La sez. II bis Roma del T.A.R. Lazio, con la sentenza 17 giugno 2020, n. 6642 (Est. Fratamico), interviene per delineare i poteri dell’Amministrazione nel correggere o rettificare gli errori delle offerte, senza stravolgere gli esiti del procedimento di individuazione del contraente.
La questione di interesse coinvolge un concorrente di una procedura telematica per l’affidamento del servizio di gestione del procedimento sanzionatorio (violazioni Codice della Strada e altri illeciti amministrativi), dove si duole delle valutazioni compiute e delle condotte dalla Commissione giudicatrice sull’offerta tecnica che non coglieva l’errore materiale, “facilmente percettibile da chiunque”, nella stesura della stessa (caso di specie erronea determinazione del costo della manodopera riferibile alla singola annualità contrattuale, anziché all’intero quinquennio).In effetti, la stazione appaltante doveva percepire il paradosso dell’offerta in presenza di un costo della manodopera ampiamente superiore allo stesso valore dell’appalto, sicché «tale semplice confronto avrebbe reso il refuso “assolutamente conclamato ed evidente”, nonché “assolutamente irrilevante nella ricostruzione della relativa e reale volontà negoziale, da ritenersi unico reale parametro di riferimento rispetto alle valutazioni di pertinenza della stazione appaltante”».

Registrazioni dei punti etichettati
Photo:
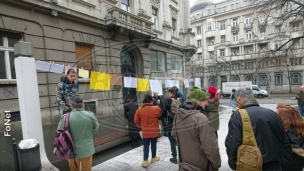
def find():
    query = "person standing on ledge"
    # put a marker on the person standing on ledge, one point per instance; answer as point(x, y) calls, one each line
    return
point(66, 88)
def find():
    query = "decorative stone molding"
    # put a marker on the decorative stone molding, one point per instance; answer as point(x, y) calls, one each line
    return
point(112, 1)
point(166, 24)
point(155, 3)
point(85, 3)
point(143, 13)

---

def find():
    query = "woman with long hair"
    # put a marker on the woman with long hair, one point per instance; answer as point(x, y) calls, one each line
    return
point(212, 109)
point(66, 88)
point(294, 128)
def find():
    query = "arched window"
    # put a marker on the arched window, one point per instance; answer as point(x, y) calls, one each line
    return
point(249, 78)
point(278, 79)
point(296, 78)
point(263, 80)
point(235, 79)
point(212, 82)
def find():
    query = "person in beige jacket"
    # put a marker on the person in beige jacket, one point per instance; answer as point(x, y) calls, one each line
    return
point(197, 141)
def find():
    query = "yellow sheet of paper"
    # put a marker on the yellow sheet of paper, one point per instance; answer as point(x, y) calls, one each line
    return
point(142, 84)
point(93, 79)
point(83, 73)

#### CONSEGNA A
Nel testo sulla sentenza del T.A.R. Lazio, in che cosa consisteva l'errore materiale contenuto nell'offerta tecnica?
#### CONSEGNA B
Prosegui il testo sulla sentenza del T.A.R. Lazio dopo la sua ultima frase.
Le righe dei dati estratti sono materiale a sé, separato dal testo.

#### RISPOSTA A
Il costo della manodopera era stato riferito alla singola annualità contrattuale anziché all'intero quinquennio.

#### RISPOSTA B
Concludeva il ricorso con richiesta di:
- annullamento dell’aggiudicazione disposta;
- la declaratoria del proprio diritto al conseguimento dell’aggiudicazione e del contratto;
- in ogni caso l’inefficacia del contratto eventualmente stipulato dal controinteressato ed il proprio subentro nello stesso.
La sentenza merita un’attenta analisi sui profili riferiti all’emendabilità dell’offerta a cura della commissione di gara (non avvenuta), in mancanza della quale si è disposta l’esclusione e l’aggiudicazione a favore del concorrente.
Giova rammentare che nella materia degli appalti pubblici vige il principio generale della immodificabilità dell’offerta, a tutela della concorrenza e della parità di trattamento tra gli operatori economici, nonché dell’imparzialità e trasparenza dell’agire dell’amministrazione, con il precipitato che le offerte sono suscettibili di essere interpretate al fine di ricercare l’effettiva volontà dell’impresa partecipante alla gara, superandone le eventuali ambiguità.
In questo senso, la stazione appaltante può procedere alla rettifica di errori materiali e di calcolo solo a condizione che gli stessi siano percepibili ictu oculi, senza necessità di attingere a fonti di conoscenza estranee all’offerta medesima o a dichiarazioni integrative dell’offerente, che implicherebbero un’inammissibile operazione manipolativa, in violazione della par condicio e delle esigenze di certezza e trasparenza delle regole di gara[1].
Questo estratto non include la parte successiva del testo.